WHAT NEEDS TO BE DONE
In the records below, the lines from the one containing "Task: locate the bicycle front wheel." through the last are to be reproduced exactly and alone.

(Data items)
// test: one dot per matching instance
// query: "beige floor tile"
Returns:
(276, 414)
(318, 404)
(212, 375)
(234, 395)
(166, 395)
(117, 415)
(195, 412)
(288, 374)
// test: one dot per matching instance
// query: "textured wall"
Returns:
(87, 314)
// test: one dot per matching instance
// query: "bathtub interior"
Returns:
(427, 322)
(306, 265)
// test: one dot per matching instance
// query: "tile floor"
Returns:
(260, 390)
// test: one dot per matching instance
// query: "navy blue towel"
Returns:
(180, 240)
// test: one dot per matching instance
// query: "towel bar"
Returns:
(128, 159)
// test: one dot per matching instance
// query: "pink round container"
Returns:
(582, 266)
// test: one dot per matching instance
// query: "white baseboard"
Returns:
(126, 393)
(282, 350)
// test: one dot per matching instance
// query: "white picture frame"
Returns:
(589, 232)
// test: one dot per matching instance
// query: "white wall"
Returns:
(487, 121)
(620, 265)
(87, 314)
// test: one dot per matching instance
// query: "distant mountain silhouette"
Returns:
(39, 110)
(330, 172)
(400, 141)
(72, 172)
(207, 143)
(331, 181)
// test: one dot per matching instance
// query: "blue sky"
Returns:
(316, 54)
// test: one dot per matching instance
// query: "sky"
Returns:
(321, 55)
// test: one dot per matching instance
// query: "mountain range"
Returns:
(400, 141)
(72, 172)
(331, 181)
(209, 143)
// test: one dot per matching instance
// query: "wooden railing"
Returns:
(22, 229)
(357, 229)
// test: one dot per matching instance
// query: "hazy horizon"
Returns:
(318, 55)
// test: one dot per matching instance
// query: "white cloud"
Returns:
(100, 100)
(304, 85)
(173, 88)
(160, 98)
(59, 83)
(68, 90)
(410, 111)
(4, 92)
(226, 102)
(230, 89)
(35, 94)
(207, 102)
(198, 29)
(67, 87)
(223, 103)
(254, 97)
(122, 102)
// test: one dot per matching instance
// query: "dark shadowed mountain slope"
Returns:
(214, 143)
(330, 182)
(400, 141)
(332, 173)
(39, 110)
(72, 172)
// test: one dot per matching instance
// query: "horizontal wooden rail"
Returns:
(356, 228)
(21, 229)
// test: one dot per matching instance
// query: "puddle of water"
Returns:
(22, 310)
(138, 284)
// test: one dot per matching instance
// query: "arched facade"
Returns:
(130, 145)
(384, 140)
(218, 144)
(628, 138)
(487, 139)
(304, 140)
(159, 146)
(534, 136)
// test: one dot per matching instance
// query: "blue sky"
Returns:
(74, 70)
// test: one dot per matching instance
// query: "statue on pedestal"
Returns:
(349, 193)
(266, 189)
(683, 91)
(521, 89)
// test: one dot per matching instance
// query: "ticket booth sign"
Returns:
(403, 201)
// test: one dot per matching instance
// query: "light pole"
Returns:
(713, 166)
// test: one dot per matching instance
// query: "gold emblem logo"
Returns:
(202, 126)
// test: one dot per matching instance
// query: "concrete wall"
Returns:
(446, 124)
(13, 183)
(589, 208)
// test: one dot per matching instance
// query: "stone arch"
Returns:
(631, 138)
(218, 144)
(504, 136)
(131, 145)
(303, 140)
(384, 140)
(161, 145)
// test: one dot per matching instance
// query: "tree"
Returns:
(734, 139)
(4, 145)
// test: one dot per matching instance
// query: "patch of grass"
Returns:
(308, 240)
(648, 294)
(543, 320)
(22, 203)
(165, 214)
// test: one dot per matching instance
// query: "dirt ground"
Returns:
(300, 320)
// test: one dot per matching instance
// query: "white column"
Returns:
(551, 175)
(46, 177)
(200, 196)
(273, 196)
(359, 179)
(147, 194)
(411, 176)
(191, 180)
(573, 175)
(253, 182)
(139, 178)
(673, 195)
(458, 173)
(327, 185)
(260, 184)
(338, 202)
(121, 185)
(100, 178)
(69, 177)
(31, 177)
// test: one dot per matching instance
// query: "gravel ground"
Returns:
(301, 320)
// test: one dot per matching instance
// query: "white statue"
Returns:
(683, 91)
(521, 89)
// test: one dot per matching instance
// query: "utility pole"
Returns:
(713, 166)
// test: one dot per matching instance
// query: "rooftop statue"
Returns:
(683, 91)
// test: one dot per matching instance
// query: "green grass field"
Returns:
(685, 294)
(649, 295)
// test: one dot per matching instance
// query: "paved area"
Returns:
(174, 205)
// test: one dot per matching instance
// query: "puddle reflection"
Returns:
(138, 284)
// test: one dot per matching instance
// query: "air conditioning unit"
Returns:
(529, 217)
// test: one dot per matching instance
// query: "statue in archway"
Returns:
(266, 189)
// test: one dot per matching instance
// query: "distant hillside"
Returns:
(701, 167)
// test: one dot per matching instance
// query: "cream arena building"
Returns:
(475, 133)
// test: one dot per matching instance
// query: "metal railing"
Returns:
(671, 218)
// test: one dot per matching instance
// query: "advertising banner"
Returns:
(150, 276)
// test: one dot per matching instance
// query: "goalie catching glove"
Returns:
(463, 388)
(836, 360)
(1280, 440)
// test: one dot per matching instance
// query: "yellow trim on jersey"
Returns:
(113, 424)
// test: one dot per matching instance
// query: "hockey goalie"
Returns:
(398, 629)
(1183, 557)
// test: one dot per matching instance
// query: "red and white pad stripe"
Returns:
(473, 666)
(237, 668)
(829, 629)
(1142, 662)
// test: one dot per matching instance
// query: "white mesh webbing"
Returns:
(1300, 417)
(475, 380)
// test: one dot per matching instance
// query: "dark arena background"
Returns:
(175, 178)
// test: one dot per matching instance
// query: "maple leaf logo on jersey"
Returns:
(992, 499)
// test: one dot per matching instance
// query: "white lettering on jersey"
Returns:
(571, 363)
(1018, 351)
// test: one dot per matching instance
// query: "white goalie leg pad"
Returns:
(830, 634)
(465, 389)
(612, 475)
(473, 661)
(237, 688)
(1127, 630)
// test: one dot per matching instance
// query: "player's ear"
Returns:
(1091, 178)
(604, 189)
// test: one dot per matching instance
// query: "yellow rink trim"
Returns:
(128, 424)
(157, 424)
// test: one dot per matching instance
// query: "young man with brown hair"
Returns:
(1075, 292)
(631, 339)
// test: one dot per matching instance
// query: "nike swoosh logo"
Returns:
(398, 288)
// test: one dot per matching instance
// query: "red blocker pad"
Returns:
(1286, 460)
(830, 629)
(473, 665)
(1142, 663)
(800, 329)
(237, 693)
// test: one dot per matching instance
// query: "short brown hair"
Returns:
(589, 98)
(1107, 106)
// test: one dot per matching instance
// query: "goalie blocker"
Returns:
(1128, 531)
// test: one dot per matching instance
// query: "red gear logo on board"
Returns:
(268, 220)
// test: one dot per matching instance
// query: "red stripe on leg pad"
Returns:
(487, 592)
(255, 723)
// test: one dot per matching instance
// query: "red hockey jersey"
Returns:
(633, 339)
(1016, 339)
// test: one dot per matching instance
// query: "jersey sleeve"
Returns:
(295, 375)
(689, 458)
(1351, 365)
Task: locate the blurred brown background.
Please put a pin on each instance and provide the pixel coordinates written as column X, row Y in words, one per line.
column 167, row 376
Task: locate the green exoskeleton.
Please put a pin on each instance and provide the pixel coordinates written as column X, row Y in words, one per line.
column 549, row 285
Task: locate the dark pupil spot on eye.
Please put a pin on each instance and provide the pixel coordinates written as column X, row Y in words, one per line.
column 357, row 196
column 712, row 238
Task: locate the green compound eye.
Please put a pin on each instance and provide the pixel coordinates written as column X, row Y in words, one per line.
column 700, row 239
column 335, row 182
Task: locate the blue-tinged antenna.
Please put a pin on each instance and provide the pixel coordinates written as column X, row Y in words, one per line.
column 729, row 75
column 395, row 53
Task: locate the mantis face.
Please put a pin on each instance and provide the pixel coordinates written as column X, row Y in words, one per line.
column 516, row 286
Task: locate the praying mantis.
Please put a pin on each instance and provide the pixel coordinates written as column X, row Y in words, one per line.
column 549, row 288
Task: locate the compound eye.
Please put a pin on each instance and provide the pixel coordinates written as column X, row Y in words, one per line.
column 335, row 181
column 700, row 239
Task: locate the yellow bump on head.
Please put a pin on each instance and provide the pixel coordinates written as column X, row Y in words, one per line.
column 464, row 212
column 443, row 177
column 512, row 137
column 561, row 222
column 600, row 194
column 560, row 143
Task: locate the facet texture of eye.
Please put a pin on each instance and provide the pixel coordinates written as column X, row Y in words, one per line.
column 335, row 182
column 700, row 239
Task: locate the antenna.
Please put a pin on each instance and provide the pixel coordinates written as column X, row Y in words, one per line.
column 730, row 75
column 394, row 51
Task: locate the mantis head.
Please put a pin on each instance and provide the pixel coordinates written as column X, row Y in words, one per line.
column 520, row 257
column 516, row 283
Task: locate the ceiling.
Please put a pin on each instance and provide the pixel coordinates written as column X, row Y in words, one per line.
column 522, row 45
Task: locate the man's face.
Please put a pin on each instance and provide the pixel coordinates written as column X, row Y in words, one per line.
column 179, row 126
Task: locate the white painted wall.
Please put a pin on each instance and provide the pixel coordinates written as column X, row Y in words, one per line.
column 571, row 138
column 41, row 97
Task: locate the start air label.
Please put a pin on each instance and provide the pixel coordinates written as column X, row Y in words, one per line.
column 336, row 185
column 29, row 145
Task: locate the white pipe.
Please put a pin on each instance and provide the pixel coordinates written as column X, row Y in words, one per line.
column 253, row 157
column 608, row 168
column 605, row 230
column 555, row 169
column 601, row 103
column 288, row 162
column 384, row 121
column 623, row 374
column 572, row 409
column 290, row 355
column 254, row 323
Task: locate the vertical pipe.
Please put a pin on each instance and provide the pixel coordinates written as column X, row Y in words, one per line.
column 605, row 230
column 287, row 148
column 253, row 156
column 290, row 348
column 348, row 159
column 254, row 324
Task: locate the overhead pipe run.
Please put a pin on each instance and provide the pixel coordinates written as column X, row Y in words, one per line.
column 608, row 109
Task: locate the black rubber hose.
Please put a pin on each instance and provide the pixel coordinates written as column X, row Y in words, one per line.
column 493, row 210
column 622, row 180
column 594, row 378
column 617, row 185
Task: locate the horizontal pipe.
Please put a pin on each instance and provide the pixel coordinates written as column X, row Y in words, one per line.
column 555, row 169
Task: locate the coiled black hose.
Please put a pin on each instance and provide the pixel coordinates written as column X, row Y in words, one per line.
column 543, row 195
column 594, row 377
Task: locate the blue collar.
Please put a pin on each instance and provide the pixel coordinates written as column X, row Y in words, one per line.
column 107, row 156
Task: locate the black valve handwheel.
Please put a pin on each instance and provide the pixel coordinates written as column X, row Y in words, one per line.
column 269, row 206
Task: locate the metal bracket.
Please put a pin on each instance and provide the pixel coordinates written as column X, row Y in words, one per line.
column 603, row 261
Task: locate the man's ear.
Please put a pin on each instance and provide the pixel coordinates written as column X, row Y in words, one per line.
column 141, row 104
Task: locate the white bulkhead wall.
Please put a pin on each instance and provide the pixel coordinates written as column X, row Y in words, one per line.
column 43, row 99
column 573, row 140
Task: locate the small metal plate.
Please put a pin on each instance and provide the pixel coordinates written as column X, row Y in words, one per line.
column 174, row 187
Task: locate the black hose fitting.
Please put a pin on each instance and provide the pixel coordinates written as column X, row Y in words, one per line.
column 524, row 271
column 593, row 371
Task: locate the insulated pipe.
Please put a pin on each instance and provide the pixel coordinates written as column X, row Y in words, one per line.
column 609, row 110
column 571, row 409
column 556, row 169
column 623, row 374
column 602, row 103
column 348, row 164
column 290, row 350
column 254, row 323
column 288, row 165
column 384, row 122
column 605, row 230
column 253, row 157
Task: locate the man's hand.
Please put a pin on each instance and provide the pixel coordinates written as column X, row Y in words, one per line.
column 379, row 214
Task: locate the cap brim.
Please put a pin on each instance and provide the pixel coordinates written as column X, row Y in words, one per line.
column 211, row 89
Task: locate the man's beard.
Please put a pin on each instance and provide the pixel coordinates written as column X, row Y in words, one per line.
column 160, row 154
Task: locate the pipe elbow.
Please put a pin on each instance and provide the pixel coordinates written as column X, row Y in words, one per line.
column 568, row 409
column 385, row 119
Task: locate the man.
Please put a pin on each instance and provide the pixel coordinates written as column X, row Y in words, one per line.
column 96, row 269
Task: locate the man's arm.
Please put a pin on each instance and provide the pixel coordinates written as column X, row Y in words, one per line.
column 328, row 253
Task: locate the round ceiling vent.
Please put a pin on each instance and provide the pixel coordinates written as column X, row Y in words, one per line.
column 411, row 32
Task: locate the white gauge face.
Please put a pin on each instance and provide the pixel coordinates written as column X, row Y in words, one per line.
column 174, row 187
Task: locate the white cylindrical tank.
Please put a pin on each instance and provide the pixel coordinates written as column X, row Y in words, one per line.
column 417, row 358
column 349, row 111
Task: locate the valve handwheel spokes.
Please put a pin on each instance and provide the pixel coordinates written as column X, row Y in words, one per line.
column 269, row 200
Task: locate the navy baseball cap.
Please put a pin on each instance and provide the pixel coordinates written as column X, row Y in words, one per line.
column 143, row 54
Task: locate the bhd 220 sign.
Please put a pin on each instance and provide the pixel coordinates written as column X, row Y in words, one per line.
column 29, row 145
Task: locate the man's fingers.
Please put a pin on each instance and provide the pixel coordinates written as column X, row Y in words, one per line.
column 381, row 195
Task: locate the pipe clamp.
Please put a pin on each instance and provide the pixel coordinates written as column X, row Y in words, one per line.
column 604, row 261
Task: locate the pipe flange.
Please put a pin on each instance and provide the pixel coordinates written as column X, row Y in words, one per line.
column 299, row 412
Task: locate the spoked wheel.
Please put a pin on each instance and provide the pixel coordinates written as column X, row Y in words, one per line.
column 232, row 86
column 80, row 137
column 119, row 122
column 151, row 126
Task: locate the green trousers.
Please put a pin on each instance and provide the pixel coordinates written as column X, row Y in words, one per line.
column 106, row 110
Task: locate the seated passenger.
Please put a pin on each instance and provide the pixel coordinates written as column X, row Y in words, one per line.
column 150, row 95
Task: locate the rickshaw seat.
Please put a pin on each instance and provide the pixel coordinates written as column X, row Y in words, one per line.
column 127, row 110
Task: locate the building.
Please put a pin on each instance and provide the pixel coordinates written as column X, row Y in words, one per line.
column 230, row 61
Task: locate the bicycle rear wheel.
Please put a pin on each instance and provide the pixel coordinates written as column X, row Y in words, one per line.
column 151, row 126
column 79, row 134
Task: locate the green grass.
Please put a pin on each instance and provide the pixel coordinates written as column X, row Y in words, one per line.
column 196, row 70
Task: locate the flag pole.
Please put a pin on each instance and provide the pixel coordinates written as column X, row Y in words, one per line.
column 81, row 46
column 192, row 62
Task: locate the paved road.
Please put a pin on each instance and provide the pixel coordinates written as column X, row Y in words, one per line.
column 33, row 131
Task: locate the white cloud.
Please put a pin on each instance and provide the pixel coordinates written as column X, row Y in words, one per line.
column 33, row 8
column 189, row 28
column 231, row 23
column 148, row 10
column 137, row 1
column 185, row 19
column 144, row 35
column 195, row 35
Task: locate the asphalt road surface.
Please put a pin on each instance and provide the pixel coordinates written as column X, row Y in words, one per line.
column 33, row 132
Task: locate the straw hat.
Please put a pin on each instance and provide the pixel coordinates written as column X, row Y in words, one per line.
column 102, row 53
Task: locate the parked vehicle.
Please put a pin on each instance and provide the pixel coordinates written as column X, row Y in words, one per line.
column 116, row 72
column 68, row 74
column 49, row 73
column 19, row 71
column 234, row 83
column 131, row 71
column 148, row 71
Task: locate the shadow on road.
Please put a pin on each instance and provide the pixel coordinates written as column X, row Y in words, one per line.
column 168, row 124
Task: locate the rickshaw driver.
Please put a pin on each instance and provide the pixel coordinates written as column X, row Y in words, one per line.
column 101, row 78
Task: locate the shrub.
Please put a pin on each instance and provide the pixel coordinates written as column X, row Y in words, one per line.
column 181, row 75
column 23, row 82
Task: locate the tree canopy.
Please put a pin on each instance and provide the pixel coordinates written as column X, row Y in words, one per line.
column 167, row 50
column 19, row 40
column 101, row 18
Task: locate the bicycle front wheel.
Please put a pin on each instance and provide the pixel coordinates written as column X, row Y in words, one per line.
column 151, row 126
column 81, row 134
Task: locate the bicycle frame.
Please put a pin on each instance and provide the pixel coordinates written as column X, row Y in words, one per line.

SOLUTION
Task: locate the bicycle front wheel.
Please put a pin on each instance and provide the pixel coordinates written as column X, row Y in words, one per line.
column 151, row 126
column 81, row 134
Task: locate the bicycle frame.
Please put a pin on each instance and provide the pixel coordinates written as column X, row Y in words, one per line.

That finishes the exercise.